## Begin Supplied records
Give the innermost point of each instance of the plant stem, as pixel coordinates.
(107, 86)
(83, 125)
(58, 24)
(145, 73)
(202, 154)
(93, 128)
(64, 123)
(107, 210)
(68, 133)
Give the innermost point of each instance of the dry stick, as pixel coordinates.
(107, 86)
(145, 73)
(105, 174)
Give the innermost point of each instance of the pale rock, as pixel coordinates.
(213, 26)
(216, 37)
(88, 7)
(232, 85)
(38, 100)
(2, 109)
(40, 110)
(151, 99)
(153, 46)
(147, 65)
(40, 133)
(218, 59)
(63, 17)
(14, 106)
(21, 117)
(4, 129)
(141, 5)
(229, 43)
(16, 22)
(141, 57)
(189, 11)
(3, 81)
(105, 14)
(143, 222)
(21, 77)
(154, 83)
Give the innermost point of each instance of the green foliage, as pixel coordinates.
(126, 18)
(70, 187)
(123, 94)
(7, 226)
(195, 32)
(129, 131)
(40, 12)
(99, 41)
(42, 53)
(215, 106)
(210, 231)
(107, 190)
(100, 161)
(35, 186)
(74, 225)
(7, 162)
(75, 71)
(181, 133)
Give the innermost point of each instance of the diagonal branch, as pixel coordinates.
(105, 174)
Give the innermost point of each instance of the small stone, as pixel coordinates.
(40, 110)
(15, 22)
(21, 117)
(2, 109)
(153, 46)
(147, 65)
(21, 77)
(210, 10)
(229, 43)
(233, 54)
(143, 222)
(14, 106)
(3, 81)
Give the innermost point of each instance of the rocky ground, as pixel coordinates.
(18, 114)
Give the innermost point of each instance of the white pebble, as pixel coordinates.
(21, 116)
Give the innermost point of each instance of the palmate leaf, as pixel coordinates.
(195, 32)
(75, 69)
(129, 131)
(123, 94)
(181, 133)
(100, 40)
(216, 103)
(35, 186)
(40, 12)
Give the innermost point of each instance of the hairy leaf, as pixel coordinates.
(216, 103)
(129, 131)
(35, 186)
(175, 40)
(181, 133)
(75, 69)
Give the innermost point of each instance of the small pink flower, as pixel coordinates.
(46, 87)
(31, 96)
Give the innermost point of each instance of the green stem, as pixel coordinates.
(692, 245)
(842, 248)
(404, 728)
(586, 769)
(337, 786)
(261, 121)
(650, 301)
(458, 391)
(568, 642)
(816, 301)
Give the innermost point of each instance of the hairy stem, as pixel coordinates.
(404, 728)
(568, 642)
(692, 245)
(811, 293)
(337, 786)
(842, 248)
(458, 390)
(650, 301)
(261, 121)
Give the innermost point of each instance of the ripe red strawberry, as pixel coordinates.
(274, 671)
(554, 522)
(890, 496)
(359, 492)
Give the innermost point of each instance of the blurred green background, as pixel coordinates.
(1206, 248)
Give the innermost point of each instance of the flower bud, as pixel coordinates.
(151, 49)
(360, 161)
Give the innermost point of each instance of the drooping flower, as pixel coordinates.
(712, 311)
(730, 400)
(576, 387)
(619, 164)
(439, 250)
## End Supplied records
### Given exercise
Copy the lines of the records verbatim, from the line containing "Give the innermost point of each instance of the blurred" through the end of the records.

### Output for this task
Give the innermost point of each instance of the blurred green background, as pixel coordinates.
(1206, 248)
Give the innermost point of each instance of the flower bud, as pixel coordinates.
(151, 49)
(360, 161)
Give the innermost point of each instance of the drooping flower, as pixel coordinates.
(712, 311)
(730, 400)
(576, 387)
(619, 164)
(439, 250)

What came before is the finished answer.